**Work instructions:**
Restate the lines word for word, from the first line of the records through the line containing "the canal water". Leave out the pictures and anything after that line.

Recorded data
▽
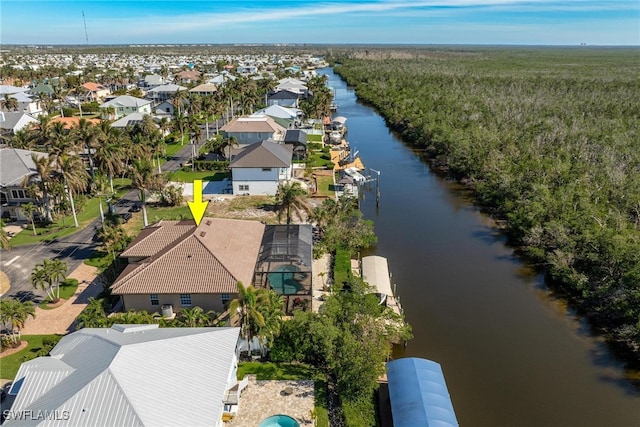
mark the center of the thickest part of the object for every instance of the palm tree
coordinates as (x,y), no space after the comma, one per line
(86,134)
(75,178)
(29,209)
(16,313)
(291,196)
(44,168)
(247,307)
(5,243)
(9,103)
(144,179)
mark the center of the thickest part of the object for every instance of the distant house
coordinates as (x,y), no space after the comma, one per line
(251,130)
(283,97)
(205,89)
(129,120)
(175,264)
(278,111)
(124,105)
(95,91)
(17,171)
(293,85)
(12,122)
(163,93)
(298,139)
(164,109)
(259,168)
(188,76)
(130,375)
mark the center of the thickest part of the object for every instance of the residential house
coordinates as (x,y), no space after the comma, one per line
(259,168)
(124,105)
(284,97)
(129,120)
(175,264)
(188,76)
(293,85)
(165,109)
(163,93)
(251,130)
(129,375)
(152,80)
(71,122)
(12,122)
(278,111)
(17,172)
(205,89)
(95,92)
(298,139)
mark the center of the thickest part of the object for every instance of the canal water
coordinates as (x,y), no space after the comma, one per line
(512,354)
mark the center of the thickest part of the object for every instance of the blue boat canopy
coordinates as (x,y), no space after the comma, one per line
(419,394)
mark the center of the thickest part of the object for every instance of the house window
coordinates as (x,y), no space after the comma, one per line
(225,298)
(18,194)
(185,299)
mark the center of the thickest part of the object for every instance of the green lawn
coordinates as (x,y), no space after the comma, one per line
(67,290)
(292,371)
(9,364)
(325,186)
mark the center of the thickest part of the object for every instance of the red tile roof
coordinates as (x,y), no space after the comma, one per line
(210,258)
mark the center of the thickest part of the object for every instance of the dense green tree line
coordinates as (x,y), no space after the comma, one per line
(549,141)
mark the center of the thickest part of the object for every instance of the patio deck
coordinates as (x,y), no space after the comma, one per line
(261,399)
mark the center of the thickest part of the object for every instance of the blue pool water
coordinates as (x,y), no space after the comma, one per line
(279,420)
(282,281)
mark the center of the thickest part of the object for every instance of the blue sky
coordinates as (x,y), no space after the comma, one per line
(532,22)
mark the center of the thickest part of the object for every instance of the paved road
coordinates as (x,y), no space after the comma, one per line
(18,263)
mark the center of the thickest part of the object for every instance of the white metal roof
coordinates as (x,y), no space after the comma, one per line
(135,375)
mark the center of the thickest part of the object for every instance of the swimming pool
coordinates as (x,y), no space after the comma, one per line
(281,279)
(279,420)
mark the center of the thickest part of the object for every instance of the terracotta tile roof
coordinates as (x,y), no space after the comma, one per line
(253,124)
(210,258)
(70,122)
(93,87)
(155,238)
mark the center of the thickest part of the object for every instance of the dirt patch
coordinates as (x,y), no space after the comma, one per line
(10,351)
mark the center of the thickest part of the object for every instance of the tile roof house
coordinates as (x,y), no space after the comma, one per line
(259,168)
(175,264)
(11,122)
(123,105)
(95,91)
(16,170)
(162,93)
(251,130)
(129,375)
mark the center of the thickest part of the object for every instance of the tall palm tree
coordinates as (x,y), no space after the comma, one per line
(75,178)
(16,313)
(88,137)
(144,179)
(45,168)
(291,196)
(5,242)
(9,103)
(247,308)
(29,209)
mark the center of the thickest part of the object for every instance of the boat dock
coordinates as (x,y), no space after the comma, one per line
(375,271)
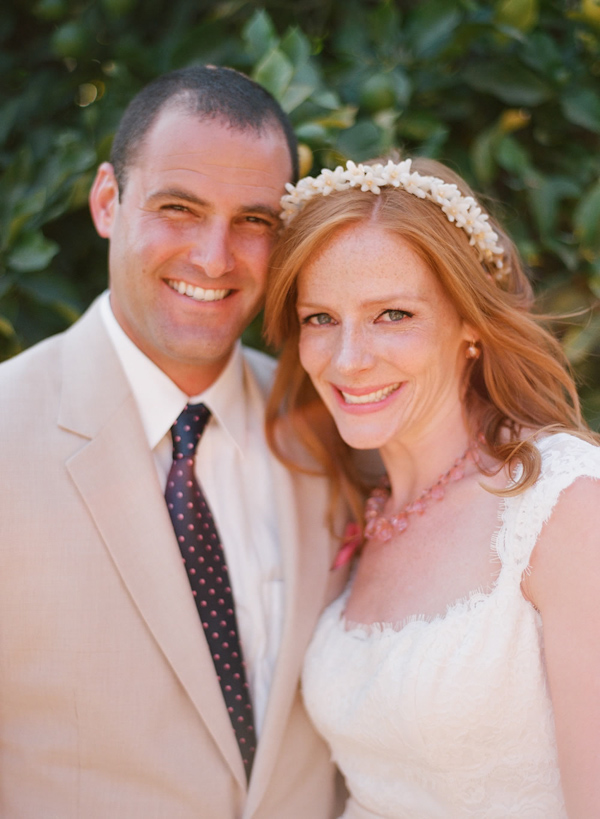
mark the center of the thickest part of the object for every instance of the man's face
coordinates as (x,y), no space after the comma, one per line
(190,239)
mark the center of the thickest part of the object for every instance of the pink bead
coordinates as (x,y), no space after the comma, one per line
(399,522)
(383,530)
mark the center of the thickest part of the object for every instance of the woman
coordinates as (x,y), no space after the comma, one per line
(459,674)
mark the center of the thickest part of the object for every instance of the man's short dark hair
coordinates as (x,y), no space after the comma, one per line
(210,92)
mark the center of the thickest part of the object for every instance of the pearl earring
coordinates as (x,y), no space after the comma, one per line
(473,350)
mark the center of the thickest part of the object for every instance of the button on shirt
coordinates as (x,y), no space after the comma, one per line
(233,468)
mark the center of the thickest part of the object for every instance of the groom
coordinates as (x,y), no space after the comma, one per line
(150,650)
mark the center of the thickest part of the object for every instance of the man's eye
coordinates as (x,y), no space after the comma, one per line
(176,208)
(394,315)
(318,319)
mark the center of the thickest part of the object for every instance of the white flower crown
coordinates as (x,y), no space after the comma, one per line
(462,210)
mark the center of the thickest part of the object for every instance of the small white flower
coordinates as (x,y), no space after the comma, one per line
(461,210)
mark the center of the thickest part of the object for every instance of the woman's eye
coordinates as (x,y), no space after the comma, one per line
(394,315)
(317,319)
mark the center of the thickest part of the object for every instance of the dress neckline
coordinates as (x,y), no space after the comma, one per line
(470,601)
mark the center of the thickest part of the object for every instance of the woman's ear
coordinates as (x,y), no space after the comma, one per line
(104,199)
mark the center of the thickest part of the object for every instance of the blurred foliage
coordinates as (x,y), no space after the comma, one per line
(506,92)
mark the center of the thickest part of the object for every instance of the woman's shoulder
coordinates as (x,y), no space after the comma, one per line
(568,454)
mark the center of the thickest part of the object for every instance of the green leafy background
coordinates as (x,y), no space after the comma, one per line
(506,92)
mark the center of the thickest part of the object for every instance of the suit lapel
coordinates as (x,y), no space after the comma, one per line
(115,474)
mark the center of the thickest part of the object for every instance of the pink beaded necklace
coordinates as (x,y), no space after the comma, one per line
(379,527)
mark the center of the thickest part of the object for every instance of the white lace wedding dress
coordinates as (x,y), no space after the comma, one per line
(450,718)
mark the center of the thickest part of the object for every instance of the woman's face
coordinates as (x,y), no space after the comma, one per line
(380,339)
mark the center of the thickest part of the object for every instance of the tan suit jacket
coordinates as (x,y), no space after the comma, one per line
(109,703)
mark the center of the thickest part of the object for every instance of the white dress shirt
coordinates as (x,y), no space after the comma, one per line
(233,468)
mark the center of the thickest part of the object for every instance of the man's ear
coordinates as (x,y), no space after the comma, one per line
(104,199)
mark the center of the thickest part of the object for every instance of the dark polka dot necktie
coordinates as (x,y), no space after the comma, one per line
(204,561)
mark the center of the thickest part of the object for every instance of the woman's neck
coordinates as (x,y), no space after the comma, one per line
(416,462)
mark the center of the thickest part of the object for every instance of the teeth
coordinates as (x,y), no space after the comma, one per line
(371,397)
(197,293)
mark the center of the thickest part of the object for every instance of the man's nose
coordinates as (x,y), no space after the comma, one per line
(212,250)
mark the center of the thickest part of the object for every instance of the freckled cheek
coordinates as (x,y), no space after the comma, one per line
(313,354)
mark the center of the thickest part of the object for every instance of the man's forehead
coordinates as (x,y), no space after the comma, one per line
(180,144)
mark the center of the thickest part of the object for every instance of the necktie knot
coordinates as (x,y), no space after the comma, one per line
(187,430)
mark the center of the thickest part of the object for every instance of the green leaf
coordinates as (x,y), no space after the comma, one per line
(483,153)
(512,83)
(513,157)
(341,118)
(294,96)
(296,46)
(362,141)
(54,291)
(274,72)
(586,220)
(580,341)
(6,328)
(431,26)
(581,106)
(32,252)
(260,35)
(545,195)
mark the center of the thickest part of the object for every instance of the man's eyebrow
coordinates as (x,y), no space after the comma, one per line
(177,193)
(186,196)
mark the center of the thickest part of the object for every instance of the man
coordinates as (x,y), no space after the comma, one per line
(115,699)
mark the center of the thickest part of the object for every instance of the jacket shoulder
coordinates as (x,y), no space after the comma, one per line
(262,367)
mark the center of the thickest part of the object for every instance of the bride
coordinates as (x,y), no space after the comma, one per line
(459,673)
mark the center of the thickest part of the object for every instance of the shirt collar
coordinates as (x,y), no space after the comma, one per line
(160,401)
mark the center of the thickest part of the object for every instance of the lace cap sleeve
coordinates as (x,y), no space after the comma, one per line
△
**Answer to the exercise:**
mark the center of the thickest part of the object for every instance of the palm tree
coordinates as (x,y), no space after the comma, one per line
(86,134)
(75,178)
(29,209)
(16,313)
(291,196)
(44,168)
(247,307)
(5,243)
(9,103)
(144,179)
mark the center of the thickest part of the object for every instance of the distant house
coordinates as (x,y), no space after the comma, one per line
(251,130)
(283,97)
(205,89)
(129,120)
(175,264)
(278,111)
(124,105)
(95,91)
(17,171)
(293,85)
(12,122)
(163,93)
(298,139)
(164,109)
(259,168)
(188,76)
(130,375)
mark the center of the thickest part of the object for every instance of the residential house
coordinates as (x,y), no space after the comma, one per line
(259,168)
(124,105)
(284,97)
(129,120)
(175,264)
(188,76)
(293,85)
(165,109)
(163,93)
(251,130)
(129,375)
(152,80)
(71,122)
(12,122)
(278,111)
(17,172)
(205,89)
(95,92)
(298,139)
mark the center of the thickest part of the object for every instance of the canal water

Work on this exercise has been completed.